Supplied records>
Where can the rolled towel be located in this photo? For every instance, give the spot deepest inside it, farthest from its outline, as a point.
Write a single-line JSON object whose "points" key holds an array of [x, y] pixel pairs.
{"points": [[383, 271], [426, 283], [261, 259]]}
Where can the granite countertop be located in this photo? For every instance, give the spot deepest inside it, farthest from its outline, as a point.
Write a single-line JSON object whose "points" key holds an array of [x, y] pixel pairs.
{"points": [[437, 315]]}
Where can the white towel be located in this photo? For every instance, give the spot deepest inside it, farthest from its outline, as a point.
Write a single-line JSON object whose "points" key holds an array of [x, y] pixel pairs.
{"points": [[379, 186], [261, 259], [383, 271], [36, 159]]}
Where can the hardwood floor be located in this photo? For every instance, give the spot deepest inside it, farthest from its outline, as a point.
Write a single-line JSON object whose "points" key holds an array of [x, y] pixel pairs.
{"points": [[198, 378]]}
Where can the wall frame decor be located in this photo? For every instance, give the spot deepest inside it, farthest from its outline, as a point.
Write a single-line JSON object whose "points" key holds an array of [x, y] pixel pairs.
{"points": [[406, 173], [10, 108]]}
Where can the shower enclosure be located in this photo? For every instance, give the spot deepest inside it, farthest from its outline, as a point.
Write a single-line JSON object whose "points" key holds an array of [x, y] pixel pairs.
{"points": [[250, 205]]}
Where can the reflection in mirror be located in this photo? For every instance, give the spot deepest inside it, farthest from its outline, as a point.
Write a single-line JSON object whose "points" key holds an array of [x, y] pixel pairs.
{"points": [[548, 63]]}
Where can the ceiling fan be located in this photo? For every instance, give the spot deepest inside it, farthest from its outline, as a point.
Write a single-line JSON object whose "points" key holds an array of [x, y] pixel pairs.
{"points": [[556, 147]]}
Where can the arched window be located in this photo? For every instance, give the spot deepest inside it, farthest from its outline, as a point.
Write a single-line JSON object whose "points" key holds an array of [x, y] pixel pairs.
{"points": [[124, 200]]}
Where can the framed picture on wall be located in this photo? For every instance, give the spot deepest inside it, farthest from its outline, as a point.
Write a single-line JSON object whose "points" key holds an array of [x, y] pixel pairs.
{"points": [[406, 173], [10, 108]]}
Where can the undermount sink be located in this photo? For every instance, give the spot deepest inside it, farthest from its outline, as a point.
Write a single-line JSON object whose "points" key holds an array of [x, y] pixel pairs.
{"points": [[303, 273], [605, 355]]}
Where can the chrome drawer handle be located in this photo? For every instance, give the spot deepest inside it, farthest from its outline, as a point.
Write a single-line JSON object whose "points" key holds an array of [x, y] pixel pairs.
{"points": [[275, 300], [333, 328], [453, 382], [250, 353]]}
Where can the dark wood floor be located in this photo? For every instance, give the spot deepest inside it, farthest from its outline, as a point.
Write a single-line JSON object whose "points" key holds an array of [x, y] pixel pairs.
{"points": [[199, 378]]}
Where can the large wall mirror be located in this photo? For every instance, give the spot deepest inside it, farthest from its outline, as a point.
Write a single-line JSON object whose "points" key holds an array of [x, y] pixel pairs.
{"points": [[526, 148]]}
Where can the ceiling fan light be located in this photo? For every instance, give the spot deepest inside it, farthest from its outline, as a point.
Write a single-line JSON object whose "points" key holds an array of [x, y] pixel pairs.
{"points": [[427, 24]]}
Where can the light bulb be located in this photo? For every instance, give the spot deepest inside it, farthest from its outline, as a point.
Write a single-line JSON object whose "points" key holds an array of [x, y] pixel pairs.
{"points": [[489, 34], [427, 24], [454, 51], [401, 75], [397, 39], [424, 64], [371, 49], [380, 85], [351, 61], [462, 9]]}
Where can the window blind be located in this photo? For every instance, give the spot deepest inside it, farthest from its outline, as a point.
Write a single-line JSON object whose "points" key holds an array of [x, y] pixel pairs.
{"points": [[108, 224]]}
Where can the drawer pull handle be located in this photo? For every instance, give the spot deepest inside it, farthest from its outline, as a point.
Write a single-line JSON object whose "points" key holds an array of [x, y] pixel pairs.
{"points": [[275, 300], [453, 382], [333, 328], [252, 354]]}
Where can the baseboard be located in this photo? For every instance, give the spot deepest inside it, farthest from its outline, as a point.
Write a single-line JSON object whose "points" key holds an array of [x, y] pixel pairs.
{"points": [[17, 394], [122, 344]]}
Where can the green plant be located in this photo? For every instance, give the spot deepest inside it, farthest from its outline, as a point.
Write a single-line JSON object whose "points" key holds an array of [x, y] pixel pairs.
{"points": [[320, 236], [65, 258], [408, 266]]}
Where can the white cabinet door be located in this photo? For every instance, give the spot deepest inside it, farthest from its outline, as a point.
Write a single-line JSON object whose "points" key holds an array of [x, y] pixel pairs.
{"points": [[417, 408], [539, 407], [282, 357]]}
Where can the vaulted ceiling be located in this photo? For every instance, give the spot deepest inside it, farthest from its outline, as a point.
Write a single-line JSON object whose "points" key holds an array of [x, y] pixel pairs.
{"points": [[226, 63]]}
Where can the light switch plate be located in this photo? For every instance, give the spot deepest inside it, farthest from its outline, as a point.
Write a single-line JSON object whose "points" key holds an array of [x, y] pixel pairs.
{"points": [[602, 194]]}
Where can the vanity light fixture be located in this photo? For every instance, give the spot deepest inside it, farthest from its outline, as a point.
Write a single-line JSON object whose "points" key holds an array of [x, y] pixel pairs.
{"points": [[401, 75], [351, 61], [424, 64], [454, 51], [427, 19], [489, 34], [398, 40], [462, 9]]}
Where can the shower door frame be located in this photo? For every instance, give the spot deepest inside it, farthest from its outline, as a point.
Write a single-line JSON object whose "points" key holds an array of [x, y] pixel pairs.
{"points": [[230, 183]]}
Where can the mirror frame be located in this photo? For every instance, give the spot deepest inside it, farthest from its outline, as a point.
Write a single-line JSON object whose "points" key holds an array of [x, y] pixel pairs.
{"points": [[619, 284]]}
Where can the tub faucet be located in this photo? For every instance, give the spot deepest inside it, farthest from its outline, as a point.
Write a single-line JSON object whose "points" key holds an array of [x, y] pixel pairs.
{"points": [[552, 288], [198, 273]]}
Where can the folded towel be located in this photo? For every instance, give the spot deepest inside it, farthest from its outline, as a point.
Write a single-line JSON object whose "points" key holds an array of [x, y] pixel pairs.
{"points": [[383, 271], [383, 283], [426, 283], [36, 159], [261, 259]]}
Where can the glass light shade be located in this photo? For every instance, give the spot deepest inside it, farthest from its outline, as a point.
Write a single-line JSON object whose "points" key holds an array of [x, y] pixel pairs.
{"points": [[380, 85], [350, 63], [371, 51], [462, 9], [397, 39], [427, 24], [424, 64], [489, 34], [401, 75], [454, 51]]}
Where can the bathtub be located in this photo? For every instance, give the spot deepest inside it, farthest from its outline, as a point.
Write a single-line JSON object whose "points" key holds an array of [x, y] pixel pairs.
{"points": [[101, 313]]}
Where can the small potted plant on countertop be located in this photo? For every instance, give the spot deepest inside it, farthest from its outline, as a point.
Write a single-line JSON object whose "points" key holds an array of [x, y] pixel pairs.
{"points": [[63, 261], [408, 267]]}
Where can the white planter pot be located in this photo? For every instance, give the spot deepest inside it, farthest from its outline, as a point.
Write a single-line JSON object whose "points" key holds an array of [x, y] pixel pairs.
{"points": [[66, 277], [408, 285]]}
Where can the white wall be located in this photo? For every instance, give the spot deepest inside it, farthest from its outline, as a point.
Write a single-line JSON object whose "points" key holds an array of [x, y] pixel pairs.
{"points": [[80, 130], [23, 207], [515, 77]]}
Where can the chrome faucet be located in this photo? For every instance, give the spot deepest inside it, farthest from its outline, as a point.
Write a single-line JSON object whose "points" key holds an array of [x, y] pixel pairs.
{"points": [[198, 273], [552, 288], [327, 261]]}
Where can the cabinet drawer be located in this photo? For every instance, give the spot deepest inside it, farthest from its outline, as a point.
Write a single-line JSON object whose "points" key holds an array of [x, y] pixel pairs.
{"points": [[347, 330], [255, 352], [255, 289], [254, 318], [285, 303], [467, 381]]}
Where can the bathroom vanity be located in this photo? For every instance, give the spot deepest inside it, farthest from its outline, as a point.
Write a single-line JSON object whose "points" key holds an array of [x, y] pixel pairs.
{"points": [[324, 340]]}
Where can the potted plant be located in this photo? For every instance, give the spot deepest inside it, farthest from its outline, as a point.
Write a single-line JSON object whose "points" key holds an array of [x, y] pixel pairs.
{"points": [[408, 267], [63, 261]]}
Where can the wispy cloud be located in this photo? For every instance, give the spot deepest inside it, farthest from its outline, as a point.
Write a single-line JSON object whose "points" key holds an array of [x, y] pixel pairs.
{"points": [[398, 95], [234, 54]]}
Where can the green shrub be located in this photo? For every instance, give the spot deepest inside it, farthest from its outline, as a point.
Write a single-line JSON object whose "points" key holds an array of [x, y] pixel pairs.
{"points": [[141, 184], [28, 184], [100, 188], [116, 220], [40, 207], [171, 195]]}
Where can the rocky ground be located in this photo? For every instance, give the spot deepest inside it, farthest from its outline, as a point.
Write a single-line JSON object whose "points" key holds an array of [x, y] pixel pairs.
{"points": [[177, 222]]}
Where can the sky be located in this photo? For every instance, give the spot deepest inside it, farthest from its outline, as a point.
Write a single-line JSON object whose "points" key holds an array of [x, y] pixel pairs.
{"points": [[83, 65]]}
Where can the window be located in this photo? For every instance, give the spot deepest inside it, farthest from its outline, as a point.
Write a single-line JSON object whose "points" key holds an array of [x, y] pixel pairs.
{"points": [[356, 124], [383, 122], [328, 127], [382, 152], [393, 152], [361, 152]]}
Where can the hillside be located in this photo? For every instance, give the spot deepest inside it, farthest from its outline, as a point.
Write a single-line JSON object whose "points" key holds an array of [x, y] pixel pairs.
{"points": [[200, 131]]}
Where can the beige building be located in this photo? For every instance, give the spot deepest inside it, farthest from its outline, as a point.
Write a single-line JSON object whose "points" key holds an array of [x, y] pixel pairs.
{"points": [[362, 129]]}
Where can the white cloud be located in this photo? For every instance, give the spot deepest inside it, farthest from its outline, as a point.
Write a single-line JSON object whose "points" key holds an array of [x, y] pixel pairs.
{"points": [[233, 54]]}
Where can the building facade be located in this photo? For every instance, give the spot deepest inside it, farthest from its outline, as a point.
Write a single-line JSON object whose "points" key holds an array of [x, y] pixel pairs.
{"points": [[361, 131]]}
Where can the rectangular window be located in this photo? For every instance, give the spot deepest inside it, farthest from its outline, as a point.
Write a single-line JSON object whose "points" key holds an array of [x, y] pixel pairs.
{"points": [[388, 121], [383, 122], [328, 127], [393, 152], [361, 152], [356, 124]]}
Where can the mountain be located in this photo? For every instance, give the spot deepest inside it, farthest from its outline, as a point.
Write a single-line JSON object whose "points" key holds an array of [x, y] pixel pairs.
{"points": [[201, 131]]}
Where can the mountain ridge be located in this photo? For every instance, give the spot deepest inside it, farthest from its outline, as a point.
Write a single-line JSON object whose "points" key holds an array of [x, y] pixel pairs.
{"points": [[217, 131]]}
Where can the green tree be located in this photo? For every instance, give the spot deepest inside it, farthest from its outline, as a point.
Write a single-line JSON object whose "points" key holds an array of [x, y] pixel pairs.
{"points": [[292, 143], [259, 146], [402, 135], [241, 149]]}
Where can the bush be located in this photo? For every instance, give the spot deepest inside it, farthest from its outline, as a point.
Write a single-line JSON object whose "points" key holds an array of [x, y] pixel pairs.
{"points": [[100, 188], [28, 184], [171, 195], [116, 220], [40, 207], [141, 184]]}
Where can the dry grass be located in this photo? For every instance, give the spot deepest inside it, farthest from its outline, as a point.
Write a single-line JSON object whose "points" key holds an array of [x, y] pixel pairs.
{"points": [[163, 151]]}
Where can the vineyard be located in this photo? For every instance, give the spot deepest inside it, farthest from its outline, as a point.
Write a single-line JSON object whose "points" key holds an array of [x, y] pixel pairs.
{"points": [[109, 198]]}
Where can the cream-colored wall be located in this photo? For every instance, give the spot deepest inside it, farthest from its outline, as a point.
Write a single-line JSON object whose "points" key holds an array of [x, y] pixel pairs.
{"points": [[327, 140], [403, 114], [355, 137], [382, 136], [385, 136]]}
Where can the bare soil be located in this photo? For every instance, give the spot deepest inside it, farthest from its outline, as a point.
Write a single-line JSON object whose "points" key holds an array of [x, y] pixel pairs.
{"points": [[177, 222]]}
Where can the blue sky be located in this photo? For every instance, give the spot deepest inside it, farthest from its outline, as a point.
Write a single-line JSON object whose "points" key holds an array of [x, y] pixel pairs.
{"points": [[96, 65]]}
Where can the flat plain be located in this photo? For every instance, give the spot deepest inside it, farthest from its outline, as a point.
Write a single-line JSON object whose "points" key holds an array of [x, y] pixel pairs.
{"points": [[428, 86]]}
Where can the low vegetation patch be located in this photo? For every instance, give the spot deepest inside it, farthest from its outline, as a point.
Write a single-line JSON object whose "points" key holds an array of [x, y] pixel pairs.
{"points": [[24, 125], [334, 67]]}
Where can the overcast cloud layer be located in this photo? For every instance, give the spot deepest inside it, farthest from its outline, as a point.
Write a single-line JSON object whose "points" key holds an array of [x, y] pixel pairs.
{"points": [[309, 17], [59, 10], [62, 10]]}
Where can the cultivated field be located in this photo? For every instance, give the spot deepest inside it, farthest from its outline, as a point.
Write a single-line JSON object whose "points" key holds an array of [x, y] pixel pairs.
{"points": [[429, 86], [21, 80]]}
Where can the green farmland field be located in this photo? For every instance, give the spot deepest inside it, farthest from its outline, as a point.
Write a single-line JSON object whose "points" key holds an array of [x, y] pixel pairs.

Stated goal> Return exactly the lines from the one containing "Where can the bare" to the last line of the data, and nothing more.

Written response>
Where can the bare soil be located in this photo? For every instance, give the spot deepest inside it, farthest from its outline, as a point.
Write a single-line JSON object whose "points" key holds an array of [x, y] pixel pairs.
{"points": [[177, 222]]}
Where can the blue sky be located in this photo? For every instance, give the spot deepest inside it, farthest from its outline, as a point.
Write a single-line JSON object whose "points" key holds an array of [x, y] pixel pairs.
{"points": [[96, 65]]}
Where can the flat plain be located in this photo? For every instance, give the spot deepest inside it, farthest from its outline, as a point.
Write a single-line JSON object whose "points" key holds an array of [x, y] pixel pairs.
{"points": [[428, 86]]}
Where can the low vegetation patch be located in this photo? For every instance, give the spot deepest inside it, farthest from its outline, as a point.
Write a single-line JSON object whose "points" key holds an array of [x, y] pixel pairs.
{"points": [[24, 125], [334, 67]]}
Where can the overcast cloud layer be located in this photo? For every instance, give the spot deepest inside it, farthest from its outline, as a point.
Write a single-line JSON object whose "points" key holds an array of [x, y] pixel pairs.
{"points": [[309, 17], [59, 10], [62, 10]]}
Where can the cultivated field be located in this photo? For every instance, give the spot deepest inside it, farthest from its outline, as a point.
Write a single-line JSON object whose "points" key holds an array of [x, y] pixel pairs.
{"points": [[429, 86], [21, 80]]}
Where can the green farmland field be located in this photo? For every instance, give the spot deepest inside it, farthest from its outline, as a point.
Write a single-line JSON object whose "points" key holds an array of [x, y] pixel pairs.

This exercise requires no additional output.